### WHAT IS ASKED
Repeat each of the rows below word for word, leaving out the pictures.

════════════════

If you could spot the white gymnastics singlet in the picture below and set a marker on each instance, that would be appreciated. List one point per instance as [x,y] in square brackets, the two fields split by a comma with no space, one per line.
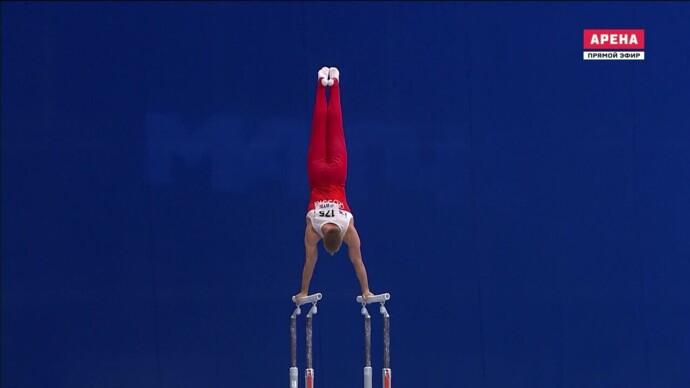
[329,212]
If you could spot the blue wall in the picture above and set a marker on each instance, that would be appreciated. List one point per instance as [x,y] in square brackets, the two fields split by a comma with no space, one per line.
[154,190]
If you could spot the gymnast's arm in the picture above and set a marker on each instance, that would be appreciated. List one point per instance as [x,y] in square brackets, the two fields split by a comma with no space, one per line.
[311,238]
[355,253]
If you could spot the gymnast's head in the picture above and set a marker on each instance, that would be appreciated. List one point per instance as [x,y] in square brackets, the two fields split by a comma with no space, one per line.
[331,238]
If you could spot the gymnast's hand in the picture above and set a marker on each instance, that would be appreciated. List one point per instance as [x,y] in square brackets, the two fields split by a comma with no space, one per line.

════════════════

### REPLY TO THE EXERCISE
If you could spot the white gymnastics singlet in the picture below and set a marker on each instance, that would be appreciated. List one point per instance as [x,y] in square brackets, the two fields split by a comma with no space, one per line.
[329,212]
If you could spot the blue wall in the picture above and set a marker on each instance, that would be appreciated. List one point per instance as [x,y] in square brackets, the two fields split by a comma with no space, one per line.
[154,190]
If you could spot the gymnast's arm in the picture above and set a marker on each instance, that would be appreciated. List one point per instance as [x,y] in square brackets, the two fields split by a comma with no space, one per line.
[311,238]
[355,253]
If you could spot the gymnast's head in the picture above and set a marker on each instance, that would be appreciated. List one point per instance as [x,y] in square brackets, the two fields split by a comma with no space, one per line.
[331,238]
If you could spot the gymnast's hand in the picture above and set a marker on each instance, that would be appreciated. List one point per instance as [x,y] in square brackets, the two fields split by a comma with no space, one per line.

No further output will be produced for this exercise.